> **Passage to read**
——————————
She has also been unable to return to work since the incident on June 30, 2016.

The horror incident led to the wood product manufacturing company being forced to pay out almost half a million pounds, while one of the bosses at the firm now has to shell out more than £50,000.

An investigation by the Health and Safety Executive (HSE) found the company had failed to adequately guard the production line, allowing access to dangerous parts of machinery, including conveyors and drive shafts, by employees and agency workers, during both operation and cleaning.

A return visit was made in April 2018 where it was discovered that the company had changed the layout of the production line, leaving accessible dangerous parts, including an identical shaft to the one which the victim was injured on.

A Prohibition Notice and an Improvement Notice were served to address the risks.

The subsequent investigation showed that mill operatives were regularly accessing the strapping section while the machinery was still running, and the production director was aware of this.
——————————
> **Dataset rows**

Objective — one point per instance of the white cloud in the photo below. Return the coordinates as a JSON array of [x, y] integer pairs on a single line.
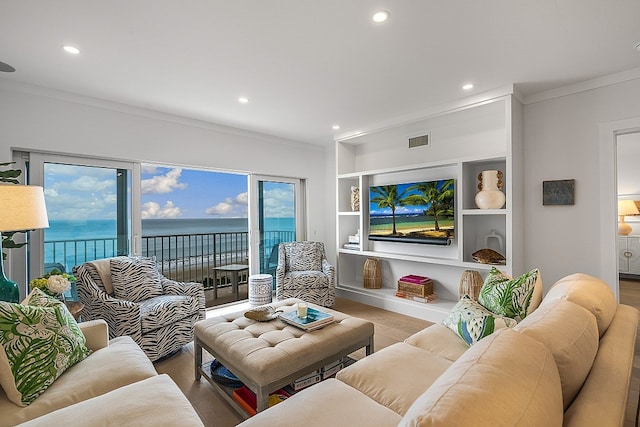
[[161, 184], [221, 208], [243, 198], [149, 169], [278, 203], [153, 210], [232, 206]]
——————————
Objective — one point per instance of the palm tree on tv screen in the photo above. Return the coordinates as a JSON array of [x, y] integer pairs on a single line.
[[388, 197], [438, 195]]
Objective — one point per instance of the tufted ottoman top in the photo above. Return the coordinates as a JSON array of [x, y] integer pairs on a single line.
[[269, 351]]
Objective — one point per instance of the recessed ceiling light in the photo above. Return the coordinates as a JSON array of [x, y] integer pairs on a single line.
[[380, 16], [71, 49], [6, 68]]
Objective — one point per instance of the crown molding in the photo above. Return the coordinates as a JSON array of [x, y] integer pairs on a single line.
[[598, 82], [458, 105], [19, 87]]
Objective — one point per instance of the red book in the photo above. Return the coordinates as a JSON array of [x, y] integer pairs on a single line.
——————————
> **Instructions**
1: From the rows, output as a JSON list of strings every line from the line containing "Objective — one point per instance of the recessed" up to and including the line containing "Objective — one point per instance of the red", one string per line and no blank lines.
2: Write the next part of the report on the production line safety investigation, starting after its final sentence.
The rows are unrelated to the passage about the safety investigation.

> **Written responses**
1:
[
  "Objective — one point per instance of the recessed ceiling light in the photo above. Return the coordinates as a JSON array of [x, y] integer pairs on a single line.",
  "[[380, 16], [71, 49], [6, 68]]",
  "Objective — one point per instance of the crown molding in the photo above. Return the coordinates as a JSON array of [x, y] integer pairs on a single line.",
  "[[598, 82], [458, 105], [19, 87]]",
  "Objective — one point per instance of the red book in the photo above. Return the coordinates as a JSON array of [x, y] integer pairs on a single line."
]

2:
The firm pleaded guilty to breaching two sections of the Health and Safety at Work etc. Act 1974 and was fined £466,666 and ordered to pay costs of £7,475.90 and a victim surcharge of £170.

Paul Carney of Springburn Gardens in Woolston, Warrington, also pleaded guilty to a breach of health and safety laws and was fined £10,800, ordered to pay £43,241 in costs and £170 victim surcharge.

After the hearing HSE principal inspector Helen Jones said: “This incident, which was easily preventable, has had a devastating impact on the victim involved and those close to her.

"The company failed to prevent employees accessing dangerous moving parts of machinery. Had they ensured the machine was adequately guarded employees would not have been able to access moving parts and this tragic accident would have been avoided.”